Passage -
::::
William "Massa" Johnston (13 September 1881 – 9 January 1951) was a New Zealand rugby union and rugby league international. He was part of the 1905 Original All Blacks tour and the professional 1907-1908 New Zealand rugby tour of Great Britain.

Early years
Johnston was an Iron worker by trade.

Rugby Football
Johnston first played senior rugby union for the Alhambra club in 1897, aged only 15. He made his début for Otago in 1903 and represented Otago again in 1904, playing in six matches in total. In 1904 he was the first player sent off in a Ranfurly Shield match as Otago went down to Wellington. He played for the South Island in 1904, 1905 and 1907.

Johnston was first chosen for the All Blacks as part of their first tour of Great Britain. This team became known as the "Originals" and was hugely successful. However, Johnston was sickly on the tour and played in only thirteen matches, missing all of the test matches. Johnston returned to the All Blacks for their 1907 tests against Australia, playing in all three matches in the series.
::::
Complete the following -
(a) Reproduce the portion of the Johnston biography starting at "Rugby Football" and ending at "1905 and 1907.".
(b) According to the Johnston biography, what distinction did Johnston earn in the 1904 Ranfurly Shield match against Wellington?
(c) Carry the Johnston biography forward, picking up right after its final sentence.
::::
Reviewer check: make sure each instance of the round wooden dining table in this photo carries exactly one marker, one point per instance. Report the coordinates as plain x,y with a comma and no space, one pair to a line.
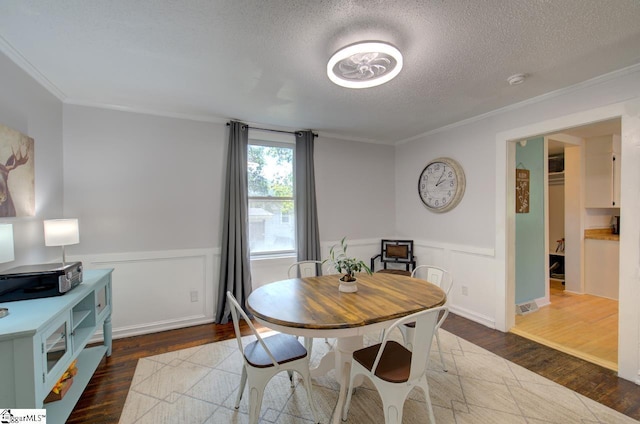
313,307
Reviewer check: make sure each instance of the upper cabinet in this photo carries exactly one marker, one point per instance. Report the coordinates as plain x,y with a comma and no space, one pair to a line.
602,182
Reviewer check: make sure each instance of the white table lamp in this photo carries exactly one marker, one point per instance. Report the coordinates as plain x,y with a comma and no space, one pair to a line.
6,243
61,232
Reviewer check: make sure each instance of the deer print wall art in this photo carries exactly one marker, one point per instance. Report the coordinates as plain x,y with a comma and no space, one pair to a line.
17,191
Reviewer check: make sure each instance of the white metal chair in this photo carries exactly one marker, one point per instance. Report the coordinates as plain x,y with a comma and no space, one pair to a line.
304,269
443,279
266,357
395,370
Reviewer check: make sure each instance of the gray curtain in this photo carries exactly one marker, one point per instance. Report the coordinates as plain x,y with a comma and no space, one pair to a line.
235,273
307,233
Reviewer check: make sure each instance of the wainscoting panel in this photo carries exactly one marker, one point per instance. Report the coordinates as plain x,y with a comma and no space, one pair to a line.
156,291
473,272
::::
Answers to each task -
(a)
Rugby Football
Johnston first played senior rugby union for the Alhambra club in 1897, aged only 15. He made his début for Otago in 1903 and represented Otago again in 1904, playing in six matches in total. In 1904 he was the first player sent off in a Ranfurly Shield match as Otago went down to Wellington. He played for the South Island in 1904, 1905 and 1907.

(b) He became the first player sent off in a Ranfurly Shield match.

(c)
Rugby League
Johnston joined the professional All Blacks in their 1907–08 tour of Australia and Great Britain, returning to the two countries he had played in as an All Black. At the time of the tour Johnston was at the peak of his career and had earned respect as a forward with a clean style of play. Johnston had helped select the side and was part of the Management committee while on tour. Along with Wright, Johnston was in charge of coaching the forwards while on tour. He was also an integral part of the forward pack and played in all eight test matches. He scored tries in the second and third tests against the Northern Union but was then wrongly sent off in the first test match against Australia. However, he returned to play in the second and third test matches. In all games on tour, Johnston scored a total of five tries.

After returning to New Zealand with the touring party, Johnston then returned to Great Britain, signing with the Wigan club. In Wigan he helped the club win the Championship. Massa Johnston played right-, i.e. number 10, and scored a try in Wigan's 10-9 victory over Oldham in the 1908 Lancashire County Cup Final during the 1908–09 season at Wheater's Field, Broughton, on Saturday 19 December 1908. In mid December 1910 he moved to Warrington (Heritage № 173), he was Warrington's first player from New Zealand, and as of 2016, he is the only former All Black to play for Warrington.

Later years
After retirement Johnston moved to Australia where he was a commissionaire at the Royal Sydney Agricultural Showgrounds. He died 9 January 1951 in Sydney.

References

External links
 
Massa Johnston Wigan Warriors, Accessed 17 August 2009.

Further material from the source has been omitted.